• Your task
Copy down all of the data underneath, exactly as shown.

• Source information
○ ○ ○ ○
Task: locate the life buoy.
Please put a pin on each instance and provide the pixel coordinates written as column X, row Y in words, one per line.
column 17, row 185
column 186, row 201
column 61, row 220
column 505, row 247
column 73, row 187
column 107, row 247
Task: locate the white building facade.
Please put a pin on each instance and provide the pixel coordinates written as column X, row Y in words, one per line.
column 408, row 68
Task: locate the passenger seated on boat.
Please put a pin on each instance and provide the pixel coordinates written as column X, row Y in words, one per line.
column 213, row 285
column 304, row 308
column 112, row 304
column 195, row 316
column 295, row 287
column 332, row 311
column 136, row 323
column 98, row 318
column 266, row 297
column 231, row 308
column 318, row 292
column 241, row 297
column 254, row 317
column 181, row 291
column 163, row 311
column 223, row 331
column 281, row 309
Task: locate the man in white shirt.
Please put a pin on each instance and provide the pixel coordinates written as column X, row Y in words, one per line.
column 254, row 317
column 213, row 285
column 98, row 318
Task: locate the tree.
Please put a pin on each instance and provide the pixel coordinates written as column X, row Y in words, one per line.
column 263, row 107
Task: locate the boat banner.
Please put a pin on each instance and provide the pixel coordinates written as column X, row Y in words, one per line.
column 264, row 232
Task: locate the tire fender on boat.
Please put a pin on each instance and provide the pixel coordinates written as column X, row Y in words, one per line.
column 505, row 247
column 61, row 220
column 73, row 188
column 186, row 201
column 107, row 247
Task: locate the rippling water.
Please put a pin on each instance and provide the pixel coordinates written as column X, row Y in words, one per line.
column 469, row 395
○ ○ ○ ○
• The answer
Task: locate the life buoy.
Please put a pin on each instance and provide the pixel coordinates written as column X, row Y in words, one per line.
column 17, row 185
column 186, row 201
column 61, row 220
column 505, row 247
column 73, row 187
column 107, row 247
Task: locate the white building facade.
Please put a pin on each instance and provide the pixel coordinates written as column X, row Y in words, one per line.
column 408, row 68
Task: locate the passenger seated on boat.
Please put a pin on each instance and provide the pixel coordinates written as column X, row Y in words, one per line.
column 213, row 285
column 304, row 308
column 112, row 304
column 195, row 316
column 295, row 287
column 332, row 311
column 136, row 323
column 98, row 318
column 266, row 297
column 231, row 308
column 318, row 292
column 241, row 297
column 254, row 317
column 181, row 291
column 163, row 311
column 223, row 331
column 281, row 309
Task: locate the man in white shirt.
Please put a pin on each instance and provide the pixel coordinates written as column X, row Y in words, one per line.
column 254, row 317
column 213, row 285
column 98, row 318
Task: locate the tree.
Please put a pin on each instance and provide the pixel coordinates written as column X, row Y in words, one per line.
column 263, row 107
Task: locate the boat banner.
Please put a pin on each instance and provide the pixel coordinates written as column X, row Y in words, one per line.
column 264, row 232
Task: locate the tire fender on boat.
Please put a pin on each instance and provide the pixel coordinates written as column X, row Y in words, one per line.
column 505, row 247
column 61, row 220
column 73, row 188
column 186, row 201
column 107, row 247
Task: locate the rippling water.
Please put a pin on each instance and provide the pixel coordinates written as column X, row Y in words, one per line.
column 469, row 395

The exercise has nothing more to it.